Passage for review:
A-19: High Metalloid Containing Ti-based Metallic Glasses for Biomedical Applications: Baran Sarac1; Eray Yüce1; Florian Spieckermann2; Amir Rezvan1; Jürgen Eckert2; 1Erich Schmid Institute of Materials Science; 2Montanuniversität Leoben
    Ti-based metallic glasses have been recently considered an alternative material for dental implants and surgical devices due to their corrosion and wear resistance as well as high hardness and specific strength. However, one major problem of the previously developed bulk Ti-based metallic glasses is the high copper content which makes them potentially toxic because the transitions between Cu(II) and Cu(I) can result in the generation of superoxide and hydroxyl radicals. This study focuses on developing fully biocompatible novel compositions with no toxic and precious group elements but with high metalloid content, i.e. Ti50Zr30Snx(SiGeB)y and Ti40Zr40Snx(SiGeB)y where x = 2 or 5 at.% and y = 18 or 15 at.%, with high hardness and low Young’s modulus. Fully amorphous ribbons confirmed by X-ray synchrotron radiation has very much lower passive current densities compared to Ti-6Al-4V alloy in 0.9 wt.% NaCl solution at 37 °C corroborating their biocompatibility.

A-20: Investigating the Fundamentals of Incipient Spall via Bulk Metallic Glasses with Laser-driven Micro-flyer Experiments: Christopher Dimarco1; Ethen Lund2; Gavin Mackay1; Laszlo Kecskes1; Jan Schroers2; K.T. Ramesh1; 1Johns Hopkins University; 2Yale University
    The spall failure process occurs through the interaction of rarefaction waves during dynamic loading through a void nucleation and growth process. While spall failure has been thoroughly studied, our understanding of the theoretical underpinnings of this failure process is still limited. Typically, void nucleation is driven by microstructural features, such as precipitates and grain boundaries, and the stochastic nature of these features results in large variation in the spall response. In an effort to investigate the mechanisms that drives the void nucleation process, we seek to remove these traditional microstructural details by studying bulk metallic glasses (BMGs). These are the first to utilize laser-driven micro-flyer experiments, which, facilitates high-throughput capabilities (i.e. meaningful statistics). We focus on two challenges: (1) improving the laser-driven micro-flyer experiment to ensure high repeatability, fine-tuned parameter control, and low experimental error; and (2) measuring and understanding the spall response in a BMG sample.

Problems and tasks:
1: In the metallic glass abstracts, under what solution and temperature were the ribbons' passive current densities compared with Ti-6Al-4V alloy?
2: Translate this sentence from the metallic glass abstracts into Spanish: "While spall failure has been thoroughly studied, our understanding of the theoretical underpinnings of this failure process is still limited."
3: Extend the metallic glass abstracts past their final sentence.
The records that follow were drawn from a separate source and are not connected to the metallic glass abstracts.

Raw data:
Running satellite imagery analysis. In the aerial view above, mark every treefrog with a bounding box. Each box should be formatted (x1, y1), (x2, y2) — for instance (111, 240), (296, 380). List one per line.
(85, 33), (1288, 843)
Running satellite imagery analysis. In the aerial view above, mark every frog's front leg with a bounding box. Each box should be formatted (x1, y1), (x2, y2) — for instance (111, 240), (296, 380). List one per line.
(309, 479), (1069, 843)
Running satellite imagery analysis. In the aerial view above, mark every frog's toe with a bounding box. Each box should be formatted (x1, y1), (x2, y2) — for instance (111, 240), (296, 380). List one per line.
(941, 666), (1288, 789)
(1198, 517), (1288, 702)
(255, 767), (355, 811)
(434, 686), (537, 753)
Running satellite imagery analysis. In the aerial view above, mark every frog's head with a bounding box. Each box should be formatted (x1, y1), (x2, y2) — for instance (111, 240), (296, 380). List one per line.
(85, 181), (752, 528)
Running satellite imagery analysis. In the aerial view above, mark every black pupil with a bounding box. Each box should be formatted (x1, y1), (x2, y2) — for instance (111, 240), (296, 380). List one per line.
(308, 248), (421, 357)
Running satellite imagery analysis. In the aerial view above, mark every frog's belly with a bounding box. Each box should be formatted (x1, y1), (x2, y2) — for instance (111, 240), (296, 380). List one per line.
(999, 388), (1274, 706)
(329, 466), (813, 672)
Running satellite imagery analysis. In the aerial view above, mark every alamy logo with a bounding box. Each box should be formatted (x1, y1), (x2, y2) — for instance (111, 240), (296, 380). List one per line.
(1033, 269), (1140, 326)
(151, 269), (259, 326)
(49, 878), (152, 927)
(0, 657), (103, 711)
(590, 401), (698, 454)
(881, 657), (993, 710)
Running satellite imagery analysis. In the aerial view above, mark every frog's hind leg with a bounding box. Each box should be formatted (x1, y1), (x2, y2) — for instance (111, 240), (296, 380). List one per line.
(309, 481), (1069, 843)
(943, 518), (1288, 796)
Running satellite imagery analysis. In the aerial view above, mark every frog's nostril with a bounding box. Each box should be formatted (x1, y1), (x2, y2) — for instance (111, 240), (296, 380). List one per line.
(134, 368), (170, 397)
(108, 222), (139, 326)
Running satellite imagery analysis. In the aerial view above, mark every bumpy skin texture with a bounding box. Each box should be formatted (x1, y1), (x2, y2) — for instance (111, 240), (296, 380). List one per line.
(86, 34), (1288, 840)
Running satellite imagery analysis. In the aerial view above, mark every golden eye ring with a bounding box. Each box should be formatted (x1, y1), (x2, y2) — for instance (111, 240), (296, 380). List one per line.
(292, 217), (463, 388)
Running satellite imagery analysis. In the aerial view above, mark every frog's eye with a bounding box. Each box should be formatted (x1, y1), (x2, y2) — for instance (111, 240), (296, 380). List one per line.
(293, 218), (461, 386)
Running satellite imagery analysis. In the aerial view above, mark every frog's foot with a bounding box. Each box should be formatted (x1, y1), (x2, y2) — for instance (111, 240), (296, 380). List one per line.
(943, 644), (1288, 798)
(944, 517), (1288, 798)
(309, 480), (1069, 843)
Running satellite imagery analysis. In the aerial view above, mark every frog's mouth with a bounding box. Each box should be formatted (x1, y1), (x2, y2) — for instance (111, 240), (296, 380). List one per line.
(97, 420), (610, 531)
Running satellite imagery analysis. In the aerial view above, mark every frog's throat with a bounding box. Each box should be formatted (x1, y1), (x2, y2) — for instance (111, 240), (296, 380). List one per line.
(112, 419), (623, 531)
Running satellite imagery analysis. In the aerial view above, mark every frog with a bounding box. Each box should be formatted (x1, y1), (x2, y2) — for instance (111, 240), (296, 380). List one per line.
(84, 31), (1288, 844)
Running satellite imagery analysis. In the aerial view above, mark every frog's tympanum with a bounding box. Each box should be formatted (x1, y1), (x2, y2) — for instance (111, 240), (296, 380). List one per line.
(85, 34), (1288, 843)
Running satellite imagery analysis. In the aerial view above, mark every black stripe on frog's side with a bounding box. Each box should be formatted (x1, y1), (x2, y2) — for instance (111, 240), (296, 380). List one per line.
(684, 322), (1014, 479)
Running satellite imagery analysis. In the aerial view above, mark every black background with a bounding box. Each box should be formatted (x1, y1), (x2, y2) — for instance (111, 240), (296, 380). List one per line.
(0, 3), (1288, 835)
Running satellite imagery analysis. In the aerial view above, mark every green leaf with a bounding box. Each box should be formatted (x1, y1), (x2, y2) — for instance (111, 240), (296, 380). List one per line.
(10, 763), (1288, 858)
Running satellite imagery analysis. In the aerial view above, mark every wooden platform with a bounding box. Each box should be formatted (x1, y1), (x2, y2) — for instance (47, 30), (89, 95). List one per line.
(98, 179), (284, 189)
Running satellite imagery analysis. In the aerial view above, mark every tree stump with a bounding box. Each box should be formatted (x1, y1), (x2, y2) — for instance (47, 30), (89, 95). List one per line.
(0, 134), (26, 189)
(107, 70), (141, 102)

Answers for each item:
1: In 0.9 wt.% NaCl solution at 37 °C.

2: Si bien la falla por astillamiento se ha estudiado a fondo, nuestra comprensión de los fundamentos teóricos de este proceso de falla sigue siendo limitada.

3:
A-22: The Mechanical Properties of Al-Tb Nanocrystalline Marginal Metallic Glass Composite: Can Okuyucu1; Doguhan Sariturk1; Tolga Ulucan2; Mohammad Abboud3; Amir Motallebzadeh4; Sezer Özerinç1; İlkay Kalay5; Yunus Kalay1; 1Middle East Technical University; 2Max-Planck-Institut für Kohlenforschung; 3Bilkent University; 4Koç University; 5Çankaya University
    Partial devitrification of the Al-Tb marginal metallic glasses results in anomalous nucleation rate of nanocrystals. The resulting nanocrystalline metallic glass composites are regarded as promising engineering materials with robust properties such as higher strength and elasticity. In this study, the shear band propagation and corresponding micromechanical properties in nanocrystalline metallic glass composites were investigated in detail. The nanoindentation hardness values of the fully amorphous and the nanocrystalline metallic glass composite specimens were found as 2.8 GPa and 4.3 GPa, respectively. In contrast, the elastic modulus values were 68 GPa and 92 GPa. The increase in elastic modulus in partially crystalline specimens is associated with fcc-Al nanocrystals dividing the amorphous matrix and thus causing a branching of the shear bands. The mechanisms of shear band propagation in fully amorphous and partially crystalline marginal metallic glass will be discussed according to nanoindentation, micropillar compression, and transmission electron microscopy results.